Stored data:
#####
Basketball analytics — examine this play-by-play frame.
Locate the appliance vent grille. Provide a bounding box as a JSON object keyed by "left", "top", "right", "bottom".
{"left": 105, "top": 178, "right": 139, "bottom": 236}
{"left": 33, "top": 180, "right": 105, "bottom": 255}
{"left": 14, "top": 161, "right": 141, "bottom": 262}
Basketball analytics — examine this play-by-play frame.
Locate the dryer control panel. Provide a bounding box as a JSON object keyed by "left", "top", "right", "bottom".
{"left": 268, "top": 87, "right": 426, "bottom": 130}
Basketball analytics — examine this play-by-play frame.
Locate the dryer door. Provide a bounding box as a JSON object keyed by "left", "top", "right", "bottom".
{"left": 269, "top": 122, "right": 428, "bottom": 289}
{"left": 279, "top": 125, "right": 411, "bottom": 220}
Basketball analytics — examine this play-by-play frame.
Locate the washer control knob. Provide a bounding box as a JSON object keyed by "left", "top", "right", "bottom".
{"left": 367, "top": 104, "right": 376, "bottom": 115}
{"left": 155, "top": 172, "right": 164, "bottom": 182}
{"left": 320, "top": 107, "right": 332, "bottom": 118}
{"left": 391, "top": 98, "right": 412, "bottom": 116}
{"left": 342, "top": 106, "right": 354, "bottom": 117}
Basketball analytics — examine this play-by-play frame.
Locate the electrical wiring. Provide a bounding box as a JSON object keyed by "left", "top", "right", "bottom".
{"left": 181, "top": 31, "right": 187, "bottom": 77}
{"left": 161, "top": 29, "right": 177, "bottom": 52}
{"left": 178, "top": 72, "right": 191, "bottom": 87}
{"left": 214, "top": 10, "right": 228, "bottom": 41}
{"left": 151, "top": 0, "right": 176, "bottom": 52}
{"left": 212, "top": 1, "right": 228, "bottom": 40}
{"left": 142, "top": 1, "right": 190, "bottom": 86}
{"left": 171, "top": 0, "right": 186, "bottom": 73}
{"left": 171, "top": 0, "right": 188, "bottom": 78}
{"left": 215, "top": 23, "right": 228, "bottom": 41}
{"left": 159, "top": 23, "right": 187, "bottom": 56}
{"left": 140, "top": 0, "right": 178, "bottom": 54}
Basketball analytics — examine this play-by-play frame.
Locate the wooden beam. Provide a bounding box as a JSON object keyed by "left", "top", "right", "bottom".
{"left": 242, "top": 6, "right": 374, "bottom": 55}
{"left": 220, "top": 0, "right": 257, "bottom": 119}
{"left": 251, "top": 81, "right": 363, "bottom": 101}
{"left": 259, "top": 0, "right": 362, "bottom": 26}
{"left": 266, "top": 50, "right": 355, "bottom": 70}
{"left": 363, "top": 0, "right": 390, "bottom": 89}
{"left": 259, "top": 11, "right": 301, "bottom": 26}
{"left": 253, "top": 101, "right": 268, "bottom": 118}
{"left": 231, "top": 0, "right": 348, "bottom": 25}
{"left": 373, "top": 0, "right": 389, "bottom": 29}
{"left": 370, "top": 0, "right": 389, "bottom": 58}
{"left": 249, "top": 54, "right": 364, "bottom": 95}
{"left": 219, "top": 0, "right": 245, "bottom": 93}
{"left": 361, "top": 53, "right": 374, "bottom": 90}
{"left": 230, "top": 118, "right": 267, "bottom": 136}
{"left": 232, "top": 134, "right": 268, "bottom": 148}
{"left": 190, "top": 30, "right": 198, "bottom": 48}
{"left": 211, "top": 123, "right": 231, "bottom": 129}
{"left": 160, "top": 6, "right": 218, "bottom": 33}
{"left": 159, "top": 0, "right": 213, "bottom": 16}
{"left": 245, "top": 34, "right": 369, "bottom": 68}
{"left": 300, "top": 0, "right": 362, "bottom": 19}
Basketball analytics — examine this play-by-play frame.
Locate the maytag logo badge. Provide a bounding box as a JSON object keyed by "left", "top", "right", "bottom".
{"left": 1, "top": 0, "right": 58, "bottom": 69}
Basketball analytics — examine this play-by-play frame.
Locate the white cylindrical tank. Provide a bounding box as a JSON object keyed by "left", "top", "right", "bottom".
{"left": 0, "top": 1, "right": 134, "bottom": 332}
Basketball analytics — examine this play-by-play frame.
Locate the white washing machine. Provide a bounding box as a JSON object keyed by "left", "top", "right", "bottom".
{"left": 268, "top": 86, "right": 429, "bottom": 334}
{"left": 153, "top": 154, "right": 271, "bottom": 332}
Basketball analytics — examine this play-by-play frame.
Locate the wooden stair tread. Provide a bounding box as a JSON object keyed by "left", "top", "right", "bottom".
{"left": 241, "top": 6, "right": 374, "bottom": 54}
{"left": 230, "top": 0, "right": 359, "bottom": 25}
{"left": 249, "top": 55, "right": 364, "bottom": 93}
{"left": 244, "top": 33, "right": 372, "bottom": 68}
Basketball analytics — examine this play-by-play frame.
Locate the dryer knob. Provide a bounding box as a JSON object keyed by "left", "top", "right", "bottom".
#####
▸ **What is being asked**
The answer should be the entries, given again without a single difference.

▸ **Written solution**
Basketball analytics — examine this play-by-play frame.
Locate the appliance vent grille. Provide a bounding box as a JSON object keyed by "left", "top", "right", "bottom".
{"left": 105, "top": 178, "right": 139, "bottom": 236}
{"left": 33, "top": 180, "right": 105, "bottom": 255}
{"left": 14, "top": 161, "right": 141, "bottom": 262}
Basketball analytics — examine this play-by-play frame.
Locate the dryer control panel. Provide a bounding box as a JSON object keyed by "left", "top", "right", "bottom".
{"left": 268, "top": 87, "right": 426, "bottom": 130}
Basketball analytics — examine this play-by-play frame.
Locate the dryer door. Provide a bounding box as a JSON object keyed by "left", "top", "right", "bottom".
{"left": 269, "top": 122, "right": 428, "bottom": 289}
{"left": 279, "top": 125, "right": 411, "bottom": 220}
Basketball analytics — examine this play-by-play frame.
Locate the washer control knob. Provide a bounding box as a JSON object keyed by "left", "top", "right", "bottom".
{"left": 367, "top": 104, "right": 376, "bottom": 115}
{"left": 155, "top": 172, "right": 164, "bottom": 182}
{"left": 320, "top": 107, "right": 332, "bottom": 118}
{"left": 391, "top": 98, "right": 412, "bottom": 116}
{"left": 342, "top": 106, "right": 354, "bottom": 117}
Basketball analytics — examine this play-by-play frame.
Locate the electrical wiring. Provide a bounding box as a JSON object keyed by "left", "top", "right", "bottom".
{"left": 181, "top": 31, "right": 187, "bottom": 77}
{"left": 161, "top": 29, "right": 177, "bottom": 52}
{"left": 178, "top": 72, "right": 191, "bottom": 87}
{"left": 214, "top": 10, "right": 228, "bottom": 41}
{"left": 151, "top": 0, "right": 176, "bottom": 52}
{"left": 212, "top": 1, "right": 228, "bottom": 40}
{"left": 142, "top": 1, "right": 190, "bottom": 86}
{"left": 171, "top": 0, "right": 186, "bottom": 73}
{"left": 171, "top": 0, "right": 188, "bottom": 78}
{"left": 215, "top": 23, "right": 228, "bottom": 41}
{"left": 159, "top": 23, "right": 187, "bottom": 56}
{"left": 140, "top": 0, "right": 178, "bottom": 54}
Basketball analytics — examine this play-by-play frame.
Locate the wooden beam. Provide a bounding box as a JSON object keyed by "left", "top", "right", "bottom".
{"left": 242, "top": 6, "right": 374, "bottom": 55}
{"left": 220, "top": 0, "right": 257, "bottom": 119}
{"left": 251, "top": 81, "right": 363, "bottom": 101}
{"left": 259, "top": 0, "right": 362, "bottom": 26}
{"left": 266, "top": 50, "right": 355, "bottom": 70}
{"left": 363, "top": 0, "right": 390, "bottom": 89}
{"left": 259, "top": 11, "right": 301, "bottom": 26}
{"left": 253, "top": 101, "right": 268, "bottom": 118}
{"left": 231, "top": 0, "right": 348, "bottom": 25}
{"left": 373, "top": 0, "right": 389, "bottom": 29}
{"left": 370, "top": 0, "right": 389, "bottom": 58}
{"left": 249, "top": 54, "right": 364, "bottom": 95}
{"left": 219, "top": 0, "right": 245, "bottom": 93}
{"left": 361, "top": 53, "right": 374, "bottom": 90}
{"left": 230, "top": 118, "right": 267, "bottom": 136}
{"left": 232, "top": 134, "right": 268, "bottom": 148}
{"left": 190, "top": 30, "right": 198, "bottom": 48}
{"left": 211, "top": 123, "right": 231, "bottom": 129}
{"left": 160, "top": 6, "right": 218, "bottom": 33}
{"left": 159, "top": 0, "right": 213, "bottom": 16}
{"left": 245, "top": 34, "right": 369, "bottom": 68}
{"left": 300, "top": 0, "right": 362, "bottom": 19}
Basketball analytics — examine this play-by-play frame.
Locate the maytag logo badge. Provide a bounding box as a JSON object keyed by "left", "top", "right", "bottom".
{"left": 1, "top": 0, "right": 58, "bottom": 69}
Basketball analytics — examine this play-by-play frame.
Locate the white cylindrical tank. Provide a bounding box as a JSON object keyed by "left", "top", "right", "bottom".
{"left": 0, "top": 1, "right": 134, "bottom": 332}
Basketball analytics — examine this play-by-play frame.
Locate the white washing machine. Provide a bounding box as a JSON object keyed by "left", "top", "right", "bottom".
{"left": 268, "top": 86, "right": 429, "bottom": 334}
{"left": 153, "top": 154, "right": 271, "bottom": 332}
Basketball analytics — examine this play-by-play frame.
Locate the wooden stair tread. Provide a bounding box as a JSON object keyed by "left", "top", "right", "bottom".
{"left": 241, "top": 6, "right": 374, "bottom": 54}
{"left": 230, "top": 0, "right": 359, "bottom": 25}
{"left": 249, "top": 55, "right": 364, "bottom": 93}
{"left": 244, "top": 33, "right": 372, "bottom": 68}
Basketball analytics — examine this play-by-play frame.
Locate the dryer knob. Provide a bounding box as a JSON object keyed by "left", "top", "right", "bottom".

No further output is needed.